» **Things to do**:
A) In the lemmatization text, what is the base dictionary form of a word called?
B) Extend the lemmatization text from its last example onward.

## Text Preprocessing for Machine Learning - Lemmatization


Lemmatization is the automated process of reducing a word to its base, 

dictionary form (known as a "lemma") by using vocabulary and morphological analysis.

The goal is to remove inflections and return a valid word that you would find in a dictionary.

Simple Analogy:
    Think of a linguist carefully looking up a word in a dictionary to find its canonical entry. They use grammar rules and meaning to find the standard form.

Key Point:
    Lemmatization is a more intelligent and accurate method than stemming. It requires understanding the word's part of speech (like verb, noun) and returns a real word.

Examples:

- running → run (verb)

- happily → happy (adjective)

- better → good (adjective)

» **Supplied entries**:
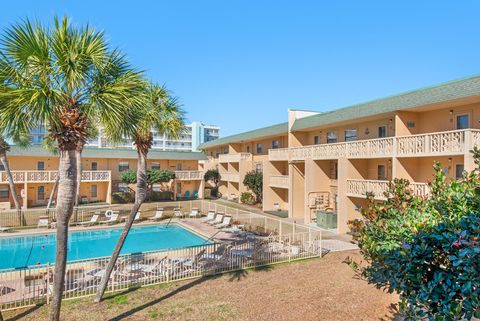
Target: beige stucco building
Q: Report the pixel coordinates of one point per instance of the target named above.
(34, 170)
(319, 166)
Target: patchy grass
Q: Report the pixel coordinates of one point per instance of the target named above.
(319, 289)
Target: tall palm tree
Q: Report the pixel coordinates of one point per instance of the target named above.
(65, 78)
(162, 113)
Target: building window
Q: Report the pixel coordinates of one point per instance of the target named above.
(382, 131)
(123, 187)
(123, 166)
(259, 148)
(4, 192)
(459, 168)
(350, 135)
(93, 191)
(381, 172)
(41, 193)
(463, 121)
(331, 137)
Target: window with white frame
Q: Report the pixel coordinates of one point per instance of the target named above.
(123, 166)
(459, 169)
(4, 192)
(331, 137)
(41, 193)
(259, 148)
(93, 191)
(275, 144)
(40, 166)
(350, 135)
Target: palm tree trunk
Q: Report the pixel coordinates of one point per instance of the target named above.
(65, 200)
(78, 156)
(11, 184)
(139, 198)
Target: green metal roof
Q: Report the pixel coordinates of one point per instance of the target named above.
(461, 88)
(253, 134)
(125, 153)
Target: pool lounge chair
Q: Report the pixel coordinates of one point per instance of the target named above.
(93, 220)
(158, 215)
(113, 219)
(225, 223)
(218, 219)
(210, 217)
(42, 222)
(194, 212)
(177, 212)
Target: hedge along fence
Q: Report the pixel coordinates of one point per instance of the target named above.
(30, 286)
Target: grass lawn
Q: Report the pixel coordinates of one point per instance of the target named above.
(318, 289)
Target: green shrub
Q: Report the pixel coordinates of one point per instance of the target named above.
(122, 198)
(247, 198)
(254, 181)
(426, 250)
(160, 196)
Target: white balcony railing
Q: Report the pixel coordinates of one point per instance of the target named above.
(360, 188)
(279, 154)
(230, 177)
(188, 175)
(456, 142)
(50, 176)
(280, 181)
(234, 158)
(433, 144)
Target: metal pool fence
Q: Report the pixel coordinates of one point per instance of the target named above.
(284, 242)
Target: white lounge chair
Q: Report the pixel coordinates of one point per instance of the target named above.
(93, 220)
(113, 219)
(158, 215)
(42, 222)
(226, 222)
(194, 213)
(218, 219)
(210, 217)
(177, 212)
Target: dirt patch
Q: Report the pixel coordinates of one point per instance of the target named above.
(318, 289)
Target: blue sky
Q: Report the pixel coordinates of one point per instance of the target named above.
(242, 64)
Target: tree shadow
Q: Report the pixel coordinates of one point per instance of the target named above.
(25, 313)
(234, 276)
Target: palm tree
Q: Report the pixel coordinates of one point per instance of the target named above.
(162, 113)
(65, 78)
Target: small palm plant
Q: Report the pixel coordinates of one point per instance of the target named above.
(66, 79)
(162, 113)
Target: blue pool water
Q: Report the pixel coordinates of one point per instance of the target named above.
(30, 250)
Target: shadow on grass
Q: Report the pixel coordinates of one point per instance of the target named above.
(234, 276)
(25, 313)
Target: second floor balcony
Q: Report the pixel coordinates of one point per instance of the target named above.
(51, 176)
(448, 143)
(189, 175)
(234, 158)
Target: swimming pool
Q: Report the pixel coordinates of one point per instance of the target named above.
(28, 250)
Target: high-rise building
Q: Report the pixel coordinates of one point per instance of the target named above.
(194, 134)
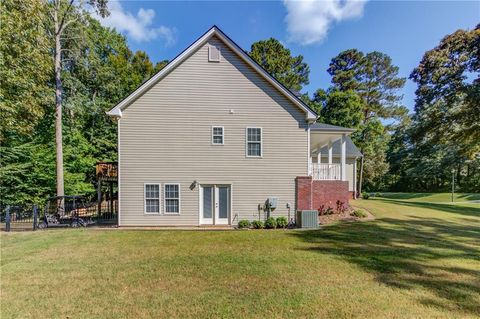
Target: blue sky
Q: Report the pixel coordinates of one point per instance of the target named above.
(317, 30)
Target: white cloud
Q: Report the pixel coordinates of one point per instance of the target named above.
(137, 27)
(308, 21)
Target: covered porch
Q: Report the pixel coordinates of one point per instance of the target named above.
(322, 138)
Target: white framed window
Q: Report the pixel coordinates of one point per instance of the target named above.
(254, 147)
(152, 198)
(171, 197)
(218, 135)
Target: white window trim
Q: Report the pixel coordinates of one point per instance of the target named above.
(261, 142)
(165, 199)
(223, 135)
(159, 199)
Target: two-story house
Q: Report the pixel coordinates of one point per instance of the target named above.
(212, 135)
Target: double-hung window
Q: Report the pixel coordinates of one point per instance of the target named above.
(217, 135)
(254, 142)
(152, 198)
(172, 198)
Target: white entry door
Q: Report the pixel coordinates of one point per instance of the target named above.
(215, 204)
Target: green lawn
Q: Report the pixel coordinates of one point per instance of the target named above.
(416, 260)
(432, 197)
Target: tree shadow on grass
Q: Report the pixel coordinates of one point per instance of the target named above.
(411, 254)
(449, 208)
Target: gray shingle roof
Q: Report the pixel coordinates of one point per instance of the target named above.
(328, 127)
(352, 150)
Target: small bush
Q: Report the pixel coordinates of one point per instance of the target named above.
(257, 224)
(271, 223)
(341, 207)
(244, 223)
(359, 214)
(282, 222)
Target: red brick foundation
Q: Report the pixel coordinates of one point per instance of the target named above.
(313, 194)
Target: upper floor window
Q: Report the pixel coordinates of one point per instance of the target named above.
(217, 135)
(152, 198)
(172, 198)
(254, 141)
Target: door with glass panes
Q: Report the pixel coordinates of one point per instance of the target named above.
(215, 204)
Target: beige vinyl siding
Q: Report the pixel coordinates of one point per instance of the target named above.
(165, 137)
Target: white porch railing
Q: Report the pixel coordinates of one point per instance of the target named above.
(326, 172)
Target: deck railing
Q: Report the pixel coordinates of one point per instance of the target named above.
(107, 170)
(326, 171)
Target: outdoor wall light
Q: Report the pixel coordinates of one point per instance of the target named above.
(193, 185)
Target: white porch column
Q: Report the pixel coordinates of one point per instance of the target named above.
(330, 152)
(310, 166)
(343, 161)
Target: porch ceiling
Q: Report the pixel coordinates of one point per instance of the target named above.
(320, 139)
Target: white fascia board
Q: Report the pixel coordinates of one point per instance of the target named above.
(310, 116)
(117, 110)
(145, 86)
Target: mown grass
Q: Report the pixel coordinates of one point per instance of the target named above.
(413, 261)
(432, 197)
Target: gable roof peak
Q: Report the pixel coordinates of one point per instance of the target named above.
(116, 112)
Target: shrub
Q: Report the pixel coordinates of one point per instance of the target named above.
(270, 223)
(322, 210)
(341, 207)
(244, 223)
(282, 222)
(359, 214)
(257, 224)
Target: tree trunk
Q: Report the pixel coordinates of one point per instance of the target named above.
(58, 107)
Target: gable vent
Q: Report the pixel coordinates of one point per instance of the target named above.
(213, 54)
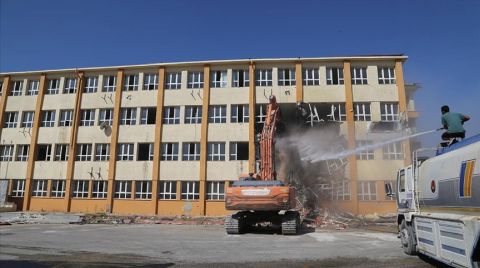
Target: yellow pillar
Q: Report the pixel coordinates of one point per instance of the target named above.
(114, 138)
(33, 142)
(352, 160)
(158, 139)
(204, 138)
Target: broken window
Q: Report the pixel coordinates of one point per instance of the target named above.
(145, 152)
(173, 81)
(123, 189)
(286, 77)
(190, 190)
(362, 111)
(169, 151)
(335, 76)
(219, 79)
(44, 152)
(195, 80)
(311, 77)
(215, 190)
(131, 82)
(168, 190)
(150, 82)
(91, 84)
(239, 113)
(359, 76)
(386, 75)
(238, 151)
(263, 77)
(191, 151)
(241, 78)
(148, 116)
(193, 114)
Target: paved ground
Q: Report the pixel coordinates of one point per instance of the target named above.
(195, 245)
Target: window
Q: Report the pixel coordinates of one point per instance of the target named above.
(263, 77)
(311, 77)
(18, 188)
(341, 190)
(239, 113)
(337, 112)
(168, 190)
(123, 189)
(125, 152)
(6, 153)
(219, 78)
(91, 84)
(286, 77)
(99, 189)
(52, 86)
(191, 151)
(148, 116)
(174, 81)
(80, 189)
(58, 188)
(16, 89)
(27, 119)
(66, 118)
(359, 76)
(171, 115)
(193, 114)
(44, 152)
(195, 80)
(88, 118)
(393, 151)
(102, 152)
(84, 152)
(70, 86)
(10, 120)
(217, 114)
(61, 152)
(241, 78)
(215, 190)
(238, 151)
(190, 190)
(145, 152)
(48, 119)
(131, 82)
(386, 75)
(143, 189)
(389, 111)
(216, 151)
(362, 112)
(33, 88)
(22, 152)
(150, 82)
(109, 83)
(39, 188)
(105, 117)
(366, 154)
(169, 151)
(335, 76)
(367, 191)
(128, 116)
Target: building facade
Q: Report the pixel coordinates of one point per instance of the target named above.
(167, 139)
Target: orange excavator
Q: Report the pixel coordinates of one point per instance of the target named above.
(259, 197)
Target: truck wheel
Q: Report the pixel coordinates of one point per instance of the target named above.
(407, 237)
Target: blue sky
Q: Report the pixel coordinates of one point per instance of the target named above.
(441, 38)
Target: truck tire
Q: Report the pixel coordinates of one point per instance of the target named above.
(407, 237)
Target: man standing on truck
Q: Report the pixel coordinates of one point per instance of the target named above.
(453, 123)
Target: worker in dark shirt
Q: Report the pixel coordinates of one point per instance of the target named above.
(453, 123)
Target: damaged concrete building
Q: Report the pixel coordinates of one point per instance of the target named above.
(167, 138)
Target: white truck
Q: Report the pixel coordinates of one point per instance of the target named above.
(438, 202)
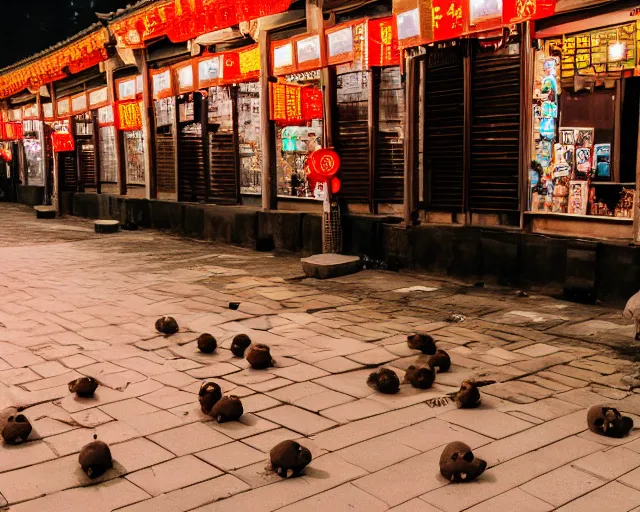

» **Replies**:
A) A lemma.

B)
- was → be (verb)

- mice → mouse (noun)

Why it's used:

Its purpose is the same as stemming (to group word variations), but it's used when accuracy is critical. 

It's essential for advanced text analysis, language understanding, and generating human-readable output, as it doesn't produce gibberish stems.

## Lemmatization code Implementation 

In [1]:
import nltk
nltk.download('wordnet')

[nltk_data] Downloading package wordnet to /home/aljebra/nltk_data...
[nltk_data]   Package wordnet is already up-to-date!


True

In [2]:
from nltk.stem import WordNetLemmatizer

lemmatizer = WordNetLemmatizer()

In [3]:
lemmatizer.lemmatize('going', pos = 'v')

'go'

In [4]:
lemmatizer.lemmatize('going', pos = 'n')

'going'

In [5]:
lemmatizer.lemmatize('going')

'going'

In [6]:
words = ["eats", 'eaten', 'eating', 'writes', 'wrote', 'writen', 'go', 'goes', 'going', 'programming', 'program', 'history', 'finally', 'final', 'congratulate']

In [7]:
for word in words:
    print(word + " ----> " + lemmatizer.lemmatize(word))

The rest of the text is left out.